DOCUMENT PASSAGE:
3 deaths linked to 'largest' dengue cluster of 2018 at Jurong West

3 deaths linked to 'largest' dengue cluster of 2018 at Jurong West

Three people have died and 60 dengue cases have been reported in a dengue cluster at Jurong West, the National Environment Agency (NEA) and the Ministry of Health (MOH) said on Saturday (May 5).

SINGAPORE: Three people have died and 60 dengue cases have been reported in a dengue cluster at Jurong West, the National Environment Agency (NEA) and the Ministry of Health (MOH) said on Saturday (May 5).

The cluster at Jurong West Street 91 and 92 is largest dengue cluster thus far this year. All of the cases are residents in the area, authorities said.

As of Friday, MOH and NEA have been notified of three dengue-related deaths associated with the cluster. 

A 68-year-old woman died on Apr 13 while she was overseas. A 41-year-old man was admitted to Ng Teng Fong General Hospital last Sunday. His condition deteriorated and he passed away on Thursday.

The third fatality is a 63-year-old woman who was admitted to NTFGH on Tuesday. She also died on Thursday. All three are Singaporeans.

"MOH and NEA wish to express our deepest condolences to the families of the deceased. We are currently investigating the factors that may have contributed to the severe cases in the cluster," the authorities said.

Dataset entries
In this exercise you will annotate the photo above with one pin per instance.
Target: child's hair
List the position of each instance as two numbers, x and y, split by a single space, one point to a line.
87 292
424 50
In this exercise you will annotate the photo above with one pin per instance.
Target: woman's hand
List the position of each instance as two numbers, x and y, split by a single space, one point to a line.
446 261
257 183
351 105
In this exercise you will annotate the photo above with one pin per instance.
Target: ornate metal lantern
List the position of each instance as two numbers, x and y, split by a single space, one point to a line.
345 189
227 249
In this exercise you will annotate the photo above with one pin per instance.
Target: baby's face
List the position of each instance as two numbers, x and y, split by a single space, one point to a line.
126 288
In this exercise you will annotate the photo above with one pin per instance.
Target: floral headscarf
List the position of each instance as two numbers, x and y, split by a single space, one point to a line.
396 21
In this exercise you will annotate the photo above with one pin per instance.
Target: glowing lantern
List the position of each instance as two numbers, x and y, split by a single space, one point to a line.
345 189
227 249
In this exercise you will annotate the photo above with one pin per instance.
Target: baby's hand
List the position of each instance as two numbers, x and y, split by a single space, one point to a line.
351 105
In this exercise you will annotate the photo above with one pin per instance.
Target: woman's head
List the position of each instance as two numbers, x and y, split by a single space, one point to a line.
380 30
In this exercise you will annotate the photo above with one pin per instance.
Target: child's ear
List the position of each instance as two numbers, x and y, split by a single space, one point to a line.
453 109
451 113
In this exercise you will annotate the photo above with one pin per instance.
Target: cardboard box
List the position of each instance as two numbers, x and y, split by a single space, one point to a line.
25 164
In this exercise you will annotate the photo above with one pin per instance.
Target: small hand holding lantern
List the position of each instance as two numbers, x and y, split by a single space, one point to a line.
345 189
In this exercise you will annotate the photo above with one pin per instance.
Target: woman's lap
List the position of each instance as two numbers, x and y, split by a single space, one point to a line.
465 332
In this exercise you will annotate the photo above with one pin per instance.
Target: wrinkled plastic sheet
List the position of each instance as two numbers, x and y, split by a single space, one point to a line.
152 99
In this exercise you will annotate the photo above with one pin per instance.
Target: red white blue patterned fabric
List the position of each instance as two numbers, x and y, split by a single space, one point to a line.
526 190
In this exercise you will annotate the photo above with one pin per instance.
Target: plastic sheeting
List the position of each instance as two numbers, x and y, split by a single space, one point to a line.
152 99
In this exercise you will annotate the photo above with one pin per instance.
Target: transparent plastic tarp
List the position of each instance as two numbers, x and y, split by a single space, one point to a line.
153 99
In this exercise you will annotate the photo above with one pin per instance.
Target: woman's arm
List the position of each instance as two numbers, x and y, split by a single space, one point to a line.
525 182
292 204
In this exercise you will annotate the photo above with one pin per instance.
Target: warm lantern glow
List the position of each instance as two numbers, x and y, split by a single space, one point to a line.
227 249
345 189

...

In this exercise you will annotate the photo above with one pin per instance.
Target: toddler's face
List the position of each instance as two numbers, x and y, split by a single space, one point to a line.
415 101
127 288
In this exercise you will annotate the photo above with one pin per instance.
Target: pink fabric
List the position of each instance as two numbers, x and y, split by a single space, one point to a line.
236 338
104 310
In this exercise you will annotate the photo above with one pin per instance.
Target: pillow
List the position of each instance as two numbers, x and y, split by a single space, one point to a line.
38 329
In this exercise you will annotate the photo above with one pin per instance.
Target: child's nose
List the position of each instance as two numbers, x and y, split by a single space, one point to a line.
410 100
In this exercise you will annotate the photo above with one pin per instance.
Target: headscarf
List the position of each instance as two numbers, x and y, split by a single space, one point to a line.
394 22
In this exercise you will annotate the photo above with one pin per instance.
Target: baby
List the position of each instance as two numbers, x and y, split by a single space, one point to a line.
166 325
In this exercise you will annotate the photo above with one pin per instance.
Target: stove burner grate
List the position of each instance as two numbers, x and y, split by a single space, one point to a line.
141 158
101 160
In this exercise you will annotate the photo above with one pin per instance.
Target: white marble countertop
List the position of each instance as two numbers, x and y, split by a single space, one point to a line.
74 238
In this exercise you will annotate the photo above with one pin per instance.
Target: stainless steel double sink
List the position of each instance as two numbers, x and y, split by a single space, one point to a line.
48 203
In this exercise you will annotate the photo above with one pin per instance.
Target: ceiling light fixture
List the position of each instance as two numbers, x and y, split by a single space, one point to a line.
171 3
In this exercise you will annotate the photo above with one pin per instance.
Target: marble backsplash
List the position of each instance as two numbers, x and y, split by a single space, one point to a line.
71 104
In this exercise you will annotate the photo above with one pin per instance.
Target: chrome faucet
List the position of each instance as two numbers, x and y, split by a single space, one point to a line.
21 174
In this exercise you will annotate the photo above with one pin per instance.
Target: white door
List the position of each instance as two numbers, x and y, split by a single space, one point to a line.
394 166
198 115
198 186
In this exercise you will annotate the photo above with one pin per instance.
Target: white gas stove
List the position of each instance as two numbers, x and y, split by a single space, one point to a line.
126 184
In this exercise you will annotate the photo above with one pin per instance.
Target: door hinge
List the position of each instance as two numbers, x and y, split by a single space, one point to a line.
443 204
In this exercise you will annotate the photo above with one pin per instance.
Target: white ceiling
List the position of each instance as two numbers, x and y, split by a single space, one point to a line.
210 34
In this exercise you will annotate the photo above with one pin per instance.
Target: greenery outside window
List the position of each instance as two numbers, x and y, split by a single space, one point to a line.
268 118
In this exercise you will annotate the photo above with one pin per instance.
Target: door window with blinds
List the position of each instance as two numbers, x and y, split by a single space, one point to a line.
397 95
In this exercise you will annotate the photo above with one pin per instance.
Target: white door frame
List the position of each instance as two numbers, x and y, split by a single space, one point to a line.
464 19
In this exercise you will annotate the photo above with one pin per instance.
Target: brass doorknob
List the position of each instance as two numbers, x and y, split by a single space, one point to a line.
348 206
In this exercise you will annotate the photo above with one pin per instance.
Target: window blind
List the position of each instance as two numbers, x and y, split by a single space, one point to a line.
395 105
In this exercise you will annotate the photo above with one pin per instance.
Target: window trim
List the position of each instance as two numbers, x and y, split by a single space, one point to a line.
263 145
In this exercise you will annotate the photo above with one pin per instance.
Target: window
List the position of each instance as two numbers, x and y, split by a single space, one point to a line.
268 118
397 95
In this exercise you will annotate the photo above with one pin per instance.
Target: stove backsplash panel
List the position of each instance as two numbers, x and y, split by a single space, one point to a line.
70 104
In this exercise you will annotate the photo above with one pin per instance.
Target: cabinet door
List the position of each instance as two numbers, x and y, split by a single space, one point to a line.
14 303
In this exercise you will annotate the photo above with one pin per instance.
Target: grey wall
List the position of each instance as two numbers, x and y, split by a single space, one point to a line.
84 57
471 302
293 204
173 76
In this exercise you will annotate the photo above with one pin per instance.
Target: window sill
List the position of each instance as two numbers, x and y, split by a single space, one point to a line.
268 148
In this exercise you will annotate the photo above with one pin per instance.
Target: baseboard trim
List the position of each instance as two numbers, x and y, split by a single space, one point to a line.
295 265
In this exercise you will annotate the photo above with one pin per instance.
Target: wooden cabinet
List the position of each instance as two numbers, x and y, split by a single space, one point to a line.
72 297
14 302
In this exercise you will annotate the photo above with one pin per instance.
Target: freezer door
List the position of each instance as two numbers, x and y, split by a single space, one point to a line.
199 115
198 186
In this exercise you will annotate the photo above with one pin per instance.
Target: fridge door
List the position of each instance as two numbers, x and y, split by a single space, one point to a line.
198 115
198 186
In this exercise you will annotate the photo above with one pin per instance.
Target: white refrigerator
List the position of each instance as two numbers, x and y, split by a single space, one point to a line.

TASKS AND EXERCISES:
A: According to the report on the Jurong West dengue cluster, which streets does the cluster cover?
B: Carry on the report on the Jurong West dengue cluster, picking up after its final paragraph.

ANSWERS GIVEN:
A: Jurong West Street 91 and 92.

B:
PREVENTION MEASURES TAKEN

A total of 117 breeding habitats have been detected in the area since Apr 3 after checks by its officers, NEA said. Most, or 82 of these, were found in common mosquito larvae habitats such as flower bowls, flower vases, fountains, pails, and dish drying trays, around or in residents' homes.

Another 35 habitats were found in common areas such as ground puddles, gully traps and scupper drains. There was no construction-related mosquito breeding found. 

NEA has sprayed insecticides in the common corridors and in residents’ homes and put up dengue cluster alert banners and posters around the estate.

It is also working with members of the community from Jurong West Street 91 to conduct house visits to create awareness, remind residents to take precautions and distribute insect repellent.

Those showing symptoms suggestive of dengue should see a doctor early, authorities added. 

"Early diagnosis can facilitate better case management, and persons with dengue can also help prevent further transmission by applying repellent regularly so that mosquitoes do not bite and pick up the virus from them," MOH and NEA said.

The symptoms include the sudden onset of fever for two to seven days, severe headaches with pain behind the eyes, joint and muscle pain, skin rashes, nausea and vomiting, and bleeding from the nose or gums or easy bruising in the skin.